#### WHAT THE EXERCISE ASKS:
Please answer these from the glioblastoma text, numbering your answers the same way:
1. Which department at Memorial Sloan Kettering Cancer Center is listed?
2. In which city is the Wake Forest School of Medicine located?
3. What is commonly recommended to establish a final diagnosis?

The consistency of neuropathological diagnoses in patients undergoing surgery for suspected recurrence of glioblastoma.

Author information

1
The Sidney Kimmel Comprehensive Cancer Center at Johns Hopkins, Johns Hopkins University School of Medicine, Baltimore, MD, USA. mholdho1@jhmi.edu.
2
The Sidney Kimmel Comprehensive Cancer Center at Johns Hopkins, Johns Hopkins University School of Medicine, Baltimore, MD, USA.
3
Department of Neurosurgery, Johns Hopkins University School of Medicine, Baltimore, MD, USA.
4
Department of Neurology, Memorial Sloan Kettering Cancer Center, New York, NY, USA.
5
Department of Neurology, Wake Forest School of Medicine, Winston-Salem, NC, USA.
6
Department of Pathology, Johns Hopkins University School of Medicine, Baltimore, MD, USA.

Abstract

PURPOSE:

Clinical factors and neuro-imaging in patients with glioblastoma who appear to progress following standard chemoradiation are unable to reliably distinguish tumor progression from pseudo-progression. As a result, surgery is commonly recommended to establish a final diagnosis. However, studies evaluating the pathologists' agreement on pathologic diagnoses in this setting have not been previously evaluated.

#### Point-per-instance localization data:
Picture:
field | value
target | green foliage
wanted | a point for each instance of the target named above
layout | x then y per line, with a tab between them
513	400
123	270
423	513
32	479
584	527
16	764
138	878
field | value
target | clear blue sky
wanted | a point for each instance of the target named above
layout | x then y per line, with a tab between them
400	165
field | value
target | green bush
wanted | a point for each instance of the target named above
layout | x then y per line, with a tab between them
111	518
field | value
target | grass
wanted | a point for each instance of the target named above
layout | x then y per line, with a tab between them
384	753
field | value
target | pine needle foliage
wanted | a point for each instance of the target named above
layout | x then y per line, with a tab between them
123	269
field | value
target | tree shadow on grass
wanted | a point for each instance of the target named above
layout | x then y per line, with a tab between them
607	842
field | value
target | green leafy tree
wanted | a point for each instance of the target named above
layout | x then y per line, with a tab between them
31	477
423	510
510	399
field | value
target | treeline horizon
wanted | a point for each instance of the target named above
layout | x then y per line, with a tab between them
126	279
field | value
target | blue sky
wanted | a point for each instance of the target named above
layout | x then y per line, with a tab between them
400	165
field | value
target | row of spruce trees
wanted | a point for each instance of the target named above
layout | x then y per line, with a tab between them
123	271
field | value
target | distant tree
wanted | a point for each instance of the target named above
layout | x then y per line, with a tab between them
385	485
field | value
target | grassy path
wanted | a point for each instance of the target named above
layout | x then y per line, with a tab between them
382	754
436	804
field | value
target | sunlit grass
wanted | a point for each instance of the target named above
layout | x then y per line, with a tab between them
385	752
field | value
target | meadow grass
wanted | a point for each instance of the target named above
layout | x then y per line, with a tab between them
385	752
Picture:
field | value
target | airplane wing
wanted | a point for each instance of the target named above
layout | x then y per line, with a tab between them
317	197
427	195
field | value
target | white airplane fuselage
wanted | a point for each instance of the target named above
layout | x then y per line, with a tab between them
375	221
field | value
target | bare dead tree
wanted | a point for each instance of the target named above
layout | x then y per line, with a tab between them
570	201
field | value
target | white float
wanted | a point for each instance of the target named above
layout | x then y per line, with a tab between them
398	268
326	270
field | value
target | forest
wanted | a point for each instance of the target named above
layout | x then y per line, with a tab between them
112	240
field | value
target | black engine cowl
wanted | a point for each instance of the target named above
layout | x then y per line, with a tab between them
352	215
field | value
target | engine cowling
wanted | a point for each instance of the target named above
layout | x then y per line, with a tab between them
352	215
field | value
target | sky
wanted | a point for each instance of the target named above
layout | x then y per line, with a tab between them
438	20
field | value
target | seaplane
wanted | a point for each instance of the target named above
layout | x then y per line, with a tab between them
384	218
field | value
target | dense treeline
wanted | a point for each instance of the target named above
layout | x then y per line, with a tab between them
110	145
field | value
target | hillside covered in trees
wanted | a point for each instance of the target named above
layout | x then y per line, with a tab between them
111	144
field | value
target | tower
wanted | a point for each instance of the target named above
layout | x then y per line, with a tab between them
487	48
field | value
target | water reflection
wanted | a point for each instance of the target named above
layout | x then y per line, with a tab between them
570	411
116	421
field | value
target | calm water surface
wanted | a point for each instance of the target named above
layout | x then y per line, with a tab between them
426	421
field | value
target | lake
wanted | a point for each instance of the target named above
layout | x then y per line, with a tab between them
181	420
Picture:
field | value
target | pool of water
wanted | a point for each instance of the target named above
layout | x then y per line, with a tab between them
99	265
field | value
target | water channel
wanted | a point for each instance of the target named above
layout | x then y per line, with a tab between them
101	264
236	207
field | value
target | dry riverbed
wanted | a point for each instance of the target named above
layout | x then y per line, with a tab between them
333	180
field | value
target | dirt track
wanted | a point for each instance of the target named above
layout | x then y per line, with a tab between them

#### ANSWER TO THE EXERCISE:
1. Department of Neurology
2. Winston-Salem, NC
3. Surgery